• _DESCRIPTION OF THE TASK_:
Exact copies are required of the lines from the line containing "of the clear" through the final line of the listing, both included, and of no other lines.

• _DATA SHOWN_:
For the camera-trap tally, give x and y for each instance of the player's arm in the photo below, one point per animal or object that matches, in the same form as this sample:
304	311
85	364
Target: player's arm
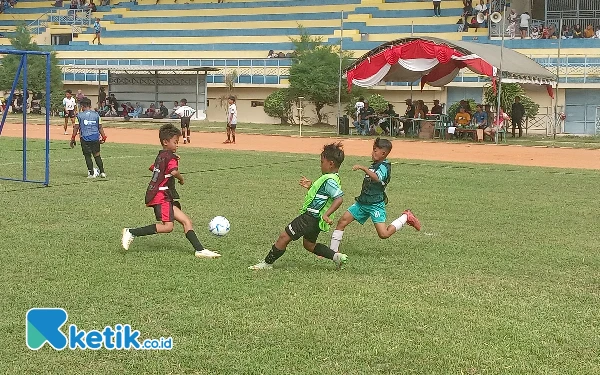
175	173
370	173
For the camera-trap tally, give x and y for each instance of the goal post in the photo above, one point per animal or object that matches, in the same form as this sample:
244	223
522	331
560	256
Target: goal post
23	73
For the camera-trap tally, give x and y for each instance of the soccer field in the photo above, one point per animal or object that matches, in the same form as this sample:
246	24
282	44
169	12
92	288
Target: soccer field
504	277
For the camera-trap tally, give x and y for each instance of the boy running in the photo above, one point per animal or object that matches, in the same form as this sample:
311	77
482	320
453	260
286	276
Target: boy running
92	135
161	193
185	113
231	120
372	199
324	196
69	104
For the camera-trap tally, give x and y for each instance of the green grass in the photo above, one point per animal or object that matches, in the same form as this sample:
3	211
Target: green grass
503	279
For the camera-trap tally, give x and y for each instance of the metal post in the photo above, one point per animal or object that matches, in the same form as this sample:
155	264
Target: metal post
24	63
499	92
48	92
556	120
340	77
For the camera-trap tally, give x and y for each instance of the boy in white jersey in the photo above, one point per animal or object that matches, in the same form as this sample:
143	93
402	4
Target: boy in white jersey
69	104
185	113
231	120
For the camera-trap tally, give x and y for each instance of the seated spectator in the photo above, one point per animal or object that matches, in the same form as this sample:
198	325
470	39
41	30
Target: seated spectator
480	118
151	111
437	108
566	33
462	118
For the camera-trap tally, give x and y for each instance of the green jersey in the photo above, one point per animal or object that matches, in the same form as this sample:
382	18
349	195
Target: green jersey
320	195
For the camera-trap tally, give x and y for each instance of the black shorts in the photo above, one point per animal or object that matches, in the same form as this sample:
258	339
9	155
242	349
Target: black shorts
306	226
92	147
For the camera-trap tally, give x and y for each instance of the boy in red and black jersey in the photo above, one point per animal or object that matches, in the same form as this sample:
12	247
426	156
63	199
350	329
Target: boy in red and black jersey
161	194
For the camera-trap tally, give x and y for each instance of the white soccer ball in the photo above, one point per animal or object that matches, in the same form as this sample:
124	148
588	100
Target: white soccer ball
219	226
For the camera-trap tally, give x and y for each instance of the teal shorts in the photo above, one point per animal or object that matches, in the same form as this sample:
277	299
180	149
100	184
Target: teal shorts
361	212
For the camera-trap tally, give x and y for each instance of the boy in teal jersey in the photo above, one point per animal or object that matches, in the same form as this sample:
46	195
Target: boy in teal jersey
372	199
324	196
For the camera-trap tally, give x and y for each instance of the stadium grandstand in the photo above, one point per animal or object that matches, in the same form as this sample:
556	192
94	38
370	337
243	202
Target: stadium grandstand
237	35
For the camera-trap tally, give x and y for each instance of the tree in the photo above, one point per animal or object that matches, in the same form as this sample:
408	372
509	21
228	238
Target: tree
314	73
507	98
36	68
278	104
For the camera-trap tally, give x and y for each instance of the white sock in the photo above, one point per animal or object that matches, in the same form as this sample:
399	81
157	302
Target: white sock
336	238
399	222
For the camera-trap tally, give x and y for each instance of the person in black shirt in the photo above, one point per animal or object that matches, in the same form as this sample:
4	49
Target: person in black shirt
517	113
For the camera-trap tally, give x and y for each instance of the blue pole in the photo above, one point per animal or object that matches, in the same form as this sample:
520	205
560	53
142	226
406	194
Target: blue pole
12	92
24	63
48	69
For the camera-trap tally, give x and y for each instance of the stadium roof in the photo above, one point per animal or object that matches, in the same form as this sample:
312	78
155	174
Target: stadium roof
437	62
138	68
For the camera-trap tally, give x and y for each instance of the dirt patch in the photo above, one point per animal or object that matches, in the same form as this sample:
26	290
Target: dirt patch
403	149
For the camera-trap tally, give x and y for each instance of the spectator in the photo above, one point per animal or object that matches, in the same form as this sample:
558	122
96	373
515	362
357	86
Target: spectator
437	12
97	29
566	33
517	113
524	24
437	108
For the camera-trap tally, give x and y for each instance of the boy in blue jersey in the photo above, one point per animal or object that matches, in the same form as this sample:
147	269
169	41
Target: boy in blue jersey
324	196
91	136
372	199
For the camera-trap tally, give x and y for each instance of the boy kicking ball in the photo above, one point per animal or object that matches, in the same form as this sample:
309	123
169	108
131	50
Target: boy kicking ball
323	198
161	193
372	199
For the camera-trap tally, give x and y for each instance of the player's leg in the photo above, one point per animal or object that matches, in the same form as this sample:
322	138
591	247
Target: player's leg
164	214
355	212
292	232
188	229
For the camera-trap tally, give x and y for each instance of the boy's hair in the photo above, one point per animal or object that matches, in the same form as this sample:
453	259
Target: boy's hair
334	152
383	144
168	131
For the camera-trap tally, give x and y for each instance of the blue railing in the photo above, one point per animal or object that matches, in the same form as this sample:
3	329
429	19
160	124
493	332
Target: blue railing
574	69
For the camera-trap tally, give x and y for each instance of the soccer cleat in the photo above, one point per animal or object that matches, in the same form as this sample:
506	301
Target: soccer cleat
261	266
340	259
412	220
127	238
207	254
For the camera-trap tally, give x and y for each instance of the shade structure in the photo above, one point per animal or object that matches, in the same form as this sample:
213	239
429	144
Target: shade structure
437	62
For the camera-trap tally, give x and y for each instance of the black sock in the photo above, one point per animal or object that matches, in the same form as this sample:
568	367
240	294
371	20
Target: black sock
143	231
191	236
273	255
89	163
324	251
99	163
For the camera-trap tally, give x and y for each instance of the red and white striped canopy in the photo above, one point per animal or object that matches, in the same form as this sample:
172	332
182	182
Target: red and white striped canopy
437	62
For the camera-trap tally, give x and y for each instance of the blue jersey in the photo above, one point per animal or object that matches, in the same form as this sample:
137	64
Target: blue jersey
89	125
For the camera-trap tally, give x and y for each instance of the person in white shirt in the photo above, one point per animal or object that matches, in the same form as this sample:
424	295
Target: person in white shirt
69	104
231	120
185	113
524	25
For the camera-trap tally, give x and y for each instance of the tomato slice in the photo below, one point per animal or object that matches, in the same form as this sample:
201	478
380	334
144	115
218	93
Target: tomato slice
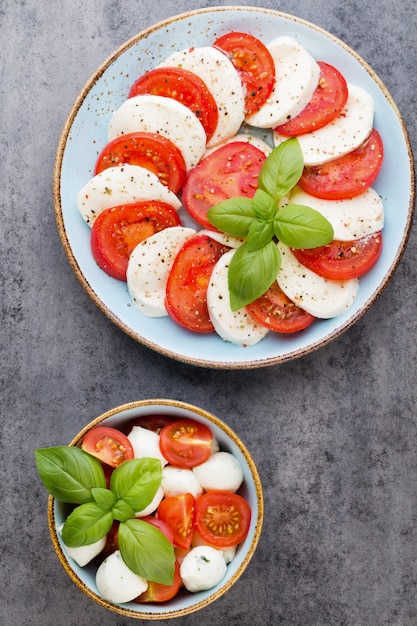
184	86
276	311
185	443
327	102
150	150
255	65
222	519
230	171
178	513
346	177
109	445
118	230
186	290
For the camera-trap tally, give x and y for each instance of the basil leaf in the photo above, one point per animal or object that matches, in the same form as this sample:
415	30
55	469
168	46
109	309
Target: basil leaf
251	273
137	481
299	226
146	551
68	473
282	169
85	525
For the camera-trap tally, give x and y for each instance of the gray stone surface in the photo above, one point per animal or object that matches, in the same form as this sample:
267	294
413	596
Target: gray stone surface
334	433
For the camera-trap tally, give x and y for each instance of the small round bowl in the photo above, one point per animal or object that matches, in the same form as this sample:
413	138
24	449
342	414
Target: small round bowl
184	603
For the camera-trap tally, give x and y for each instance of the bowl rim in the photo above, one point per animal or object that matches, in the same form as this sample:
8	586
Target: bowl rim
230	433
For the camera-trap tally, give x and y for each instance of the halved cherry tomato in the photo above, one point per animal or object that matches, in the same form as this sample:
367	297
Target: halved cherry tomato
222	519
278	313
343	260
109	445
186	290
185	443
327	102
255	65
150	150
178	513
184	86
230	171
118	230
348	176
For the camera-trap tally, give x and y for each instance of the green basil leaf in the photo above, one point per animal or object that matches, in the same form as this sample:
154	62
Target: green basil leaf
146	551
251	273
299	226
85	525
137	481
68	473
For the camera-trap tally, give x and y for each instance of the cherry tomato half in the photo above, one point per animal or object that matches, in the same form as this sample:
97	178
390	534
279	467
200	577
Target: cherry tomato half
222	519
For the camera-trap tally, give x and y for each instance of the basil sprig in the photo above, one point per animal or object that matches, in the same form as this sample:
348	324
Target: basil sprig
73	476
264	219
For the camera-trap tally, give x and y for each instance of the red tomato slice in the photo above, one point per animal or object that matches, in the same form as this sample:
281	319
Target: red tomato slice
327	102
186	291
178	513
230	171
255	65
184	86
150	150
278	313
118	230
348	176
222	519
109	445
185	443
343	260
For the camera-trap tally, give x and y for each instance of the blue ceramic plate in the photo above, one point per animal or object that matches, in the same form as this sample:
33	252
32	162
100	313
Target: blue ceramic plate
85	133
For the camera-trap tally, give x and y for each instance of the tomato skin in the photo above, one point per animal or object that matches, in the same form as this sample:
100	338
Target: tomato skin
346	177
178	513
230	171
117	231
327	102
186	291
255	65
149	150
185	443
109	445
222	519
343	260
183	86
276	311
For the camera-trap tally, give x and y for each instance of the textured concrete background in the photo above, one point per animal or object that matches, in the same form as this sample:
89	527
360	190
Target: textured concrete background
334	434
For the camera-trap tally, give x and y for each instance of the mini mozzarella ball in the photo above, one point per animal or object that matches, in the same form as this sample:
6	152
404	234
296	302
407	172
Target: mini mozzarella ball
202	568
145	443
221	472
177	480
116	582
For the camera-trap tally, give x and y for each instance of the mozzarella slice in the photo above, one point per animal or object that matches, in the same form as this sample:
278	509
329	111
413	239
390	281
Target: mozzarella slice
318	296
296	78
149	266
352	218
234	326
122	185
164	116
346	133
223	81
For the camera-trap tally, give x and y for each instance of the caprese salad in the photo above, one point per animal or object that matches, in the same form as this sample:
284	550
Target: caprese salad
198	130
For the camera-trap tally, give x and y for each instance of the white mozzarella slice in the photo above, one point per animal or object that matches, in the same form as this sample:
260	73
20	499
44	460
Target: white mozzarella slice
346	133
149	266
351	218
223	81
234	326
164	116
122	185
318	296
296	78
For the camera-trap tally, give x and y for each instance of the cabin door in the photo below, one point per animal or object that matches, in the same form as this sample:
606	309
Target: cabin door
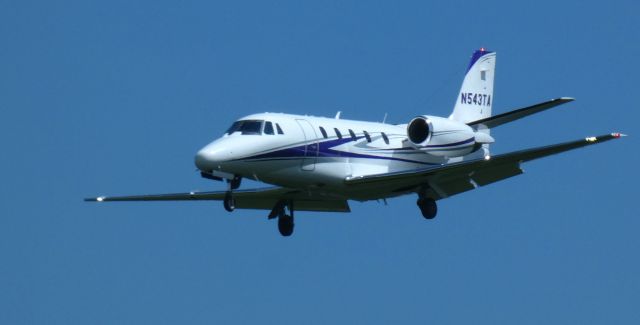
310	145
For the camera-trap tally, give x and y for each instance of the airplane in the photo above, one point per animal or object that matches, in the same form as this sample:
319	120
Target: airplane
319	164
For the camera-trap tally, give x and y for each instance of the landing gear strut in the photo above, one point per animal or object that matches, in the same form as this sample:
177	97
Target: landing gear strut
428	207
229	202
285	221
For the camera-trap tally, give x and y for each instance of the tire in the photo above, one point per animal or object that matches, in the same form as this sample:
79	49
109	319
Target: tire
428	207
285	225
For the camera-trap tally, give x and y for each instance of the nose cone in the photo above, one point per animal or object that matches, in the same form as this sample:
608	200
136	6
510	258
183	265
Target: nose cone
203	159
213	156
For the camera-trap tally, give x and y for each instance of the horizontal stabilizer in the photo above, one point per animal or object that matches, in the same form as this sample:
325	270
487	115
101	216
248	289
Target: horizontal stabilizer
493	121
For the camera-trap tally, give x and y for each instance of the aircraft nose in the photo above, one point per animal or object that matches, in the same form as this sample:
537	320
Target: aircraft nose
213	156
203	159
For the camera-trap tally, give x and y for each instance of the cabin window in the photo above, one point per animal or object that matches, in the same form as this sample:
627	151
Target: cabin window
338	133
386	139
353	135
268	128
246	127
324	133
366	135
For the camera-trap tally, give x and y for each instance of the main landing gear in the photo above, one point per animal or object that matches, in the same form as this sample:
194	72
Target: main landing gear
285	221
229	202
428	207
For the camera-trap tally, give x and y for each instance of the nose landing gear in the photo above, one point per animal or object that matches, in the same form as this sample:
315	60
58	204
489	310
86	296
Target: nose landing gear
229	202
285	221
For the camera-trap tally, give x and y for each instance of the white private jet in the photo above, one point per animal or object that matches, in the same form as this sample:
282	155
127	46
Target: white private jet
319	164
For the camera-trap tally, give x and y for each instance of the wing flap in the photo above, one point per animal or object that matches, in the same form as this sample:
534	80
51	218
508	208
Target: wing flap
447	180
490	175
260	199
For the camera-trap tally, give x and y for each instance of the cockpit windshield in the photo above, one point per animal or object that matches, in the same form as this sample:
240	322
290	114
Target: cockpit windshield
246	127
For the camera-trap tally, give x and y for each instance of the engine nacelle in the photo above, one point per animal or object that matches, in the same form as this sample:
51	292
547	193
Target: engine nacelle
441	137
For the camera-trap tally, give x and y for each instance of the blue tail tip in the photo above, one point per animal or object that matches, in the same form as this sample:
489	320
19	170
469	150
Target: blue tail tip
476	56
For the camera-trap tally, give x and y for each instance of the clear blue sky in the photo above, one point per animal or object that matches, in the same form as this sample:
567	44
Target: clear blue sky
115	97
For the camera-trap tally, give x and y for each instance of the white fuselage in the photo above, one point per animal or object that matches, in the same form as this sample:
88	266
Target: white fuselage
317	154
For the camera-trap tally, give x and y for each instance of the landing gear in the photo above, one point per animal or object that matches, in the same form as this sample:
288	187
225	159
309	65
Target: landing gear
229	202
285	225
428	207
285	221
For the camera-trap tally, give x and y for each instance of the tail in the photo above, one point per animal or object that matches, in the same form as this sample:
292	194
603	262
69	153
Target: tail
476	94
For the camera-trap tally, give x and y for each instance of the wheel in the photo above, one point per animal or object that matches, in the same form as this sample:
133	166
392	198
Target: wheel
285	225
229	202
428	207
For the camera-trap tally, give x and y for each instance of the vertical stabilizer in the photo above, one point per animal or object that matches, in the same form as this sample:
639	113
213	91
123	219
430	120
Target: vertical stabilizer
476	94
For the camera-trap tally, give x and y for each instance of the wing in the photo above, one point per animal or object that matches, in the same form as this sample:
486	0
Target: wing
262	199
497	120
451	179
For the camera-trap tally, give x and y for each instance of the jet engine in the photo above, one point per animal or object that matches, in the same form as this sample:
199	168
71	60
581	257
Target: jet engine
443	137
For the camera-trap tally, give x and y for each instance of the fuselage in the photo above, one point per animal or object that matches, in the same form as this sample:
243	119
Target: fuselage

• _REPLY TO THE EXERCISE_:
For the camera-trap tally, give x and y for each instance of the clear blue sky in the photo above, one point per animal or object that matches, in the same form as this sample:
567	44
Target: clear blue sky
115	97
For the camera-trap tally, give x and y for each instance of the white fuselage in the photo above, one point per animal or object that matches, in the same form as this sample:
88	266
Target: white fuselage
317	154
For the camera-trap tally, give x and y for each instance of the landing gear in the photo above, one point per animal or object that matches, in the same form as this sample:
288	187
225	159
309	65
Target: landing gear
229	202
285	225
428	207
285	221
For the camera-trap tally, give x and y for each instance of the tail in the photo above, one point per animal or object that matches, in the same form as this sample:
292	194
603	262
69	153
Target: tail
476	94
For the camera-trap tally, give x and y for each instance of the wheel in the photo above, one point per animal or object that matches, in the same form as this sample:
133	166
392	198
Target: wheel
285	225
229	202
428	207
For the camera-trap tally, give x and y for each instance of the vertical stabilizer in the photo above, one point per animal or object that matches, in the same form as this sample:
639	113
213	91
123	219
430	120
Target: vertical stabilizer
476	94
For the camera-trap tally, give x and y for each instance of the wing in the photo above, one point per animal or object that matches, in the same form as this sample:
486	0
Target: wing
262	199
497	120
451	179
For the camera-trap tally, give x and y for each instance of the jet engine in the photo above, one point per animal or object that matches, in the same form as this sample:
199	168
71	60
581	257
Target: jet engine
443	137
For the camera-trap tally, give x and y for each instance of the fuselage in the photo above, one point per animal or object that matches, in the same form as this sample:
243	119
Target: fuselage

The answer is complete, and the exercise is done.